__WHAT IS EXPECTED__: In the passage about selling colleges, in what city was Bill Royall's direct mail firm located?

* BEGIN GIVEN TEXT *

1 Selling a College The Endless Pursuit of Students

The glossy college brochure. It’s become a rite of passage for American teenagers. So many over the years that they weigh down the mail carriers, fill boxes in bedrooms, cover kitchen tables.
Colleges would eventually have found their way into our mailboxes—and later into our email boxes—no matter what, but every innovation needs its Thomas Edison, the person who sees around the corner and speeds change up. For college marketing that man was Bill Royall.
The moment that changed everything took place on a spring day in 1988 at a conference having nothing to do with colleges. Bill Royall’s direct mail firm in Richmond, Virginia, didn’t have any higher education clients back then; he worked with politicians and with nonprofit organizations that needed to raise money. He had come to Washington, D.C., to talk with people who ran New England summer camps.

* END GIVEN TEXT *
* BEGIN RECORDS *

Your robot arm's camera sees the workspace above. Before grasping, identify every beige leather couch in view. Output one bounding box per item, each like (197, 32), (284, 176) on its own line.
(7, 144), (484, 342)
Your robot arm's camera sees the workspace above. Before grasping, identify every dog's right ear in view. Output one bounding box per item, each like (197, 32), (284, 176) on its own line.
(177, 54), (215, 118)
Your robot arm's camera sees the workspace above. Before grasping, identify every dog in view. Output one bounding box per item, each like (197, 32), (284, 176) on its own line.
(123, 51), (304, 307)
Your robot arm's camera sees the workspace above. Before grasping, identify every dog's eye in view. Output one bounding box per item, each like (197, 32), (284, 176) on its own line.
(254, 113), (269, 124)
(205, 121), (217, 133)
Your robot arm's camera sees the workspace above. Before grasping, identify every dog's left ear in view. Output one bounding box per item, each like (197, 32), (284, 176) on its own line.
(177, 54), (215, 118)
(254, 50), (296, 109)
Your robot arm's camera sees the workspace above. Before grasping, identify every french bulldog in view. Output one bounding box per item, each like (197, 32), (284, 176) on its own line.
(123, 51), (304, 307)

* END RECORDS *
* BEGIN RECORDS *

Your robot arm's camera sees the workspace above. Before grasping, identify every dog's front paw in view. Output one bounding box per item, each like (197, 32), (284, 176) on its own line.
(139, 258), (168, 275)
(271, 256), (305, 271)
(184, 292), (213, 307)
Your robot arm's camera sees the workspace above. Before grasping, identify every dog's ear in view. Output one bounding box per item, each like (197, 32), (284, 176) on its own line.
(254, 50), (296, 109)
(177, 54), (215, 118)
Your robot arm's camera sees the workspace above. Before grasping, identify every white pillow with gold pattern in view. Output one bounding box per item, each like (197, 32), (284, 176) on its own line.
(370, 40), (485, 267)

* END RECORDS *
* BEGIN RECORDS *

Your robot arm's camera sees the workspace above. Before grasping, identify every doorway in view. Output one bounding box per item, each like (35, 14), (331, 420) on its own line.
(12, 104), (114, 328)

* END RECORDS *

__IN RESPONSE__: Richmond, Virginia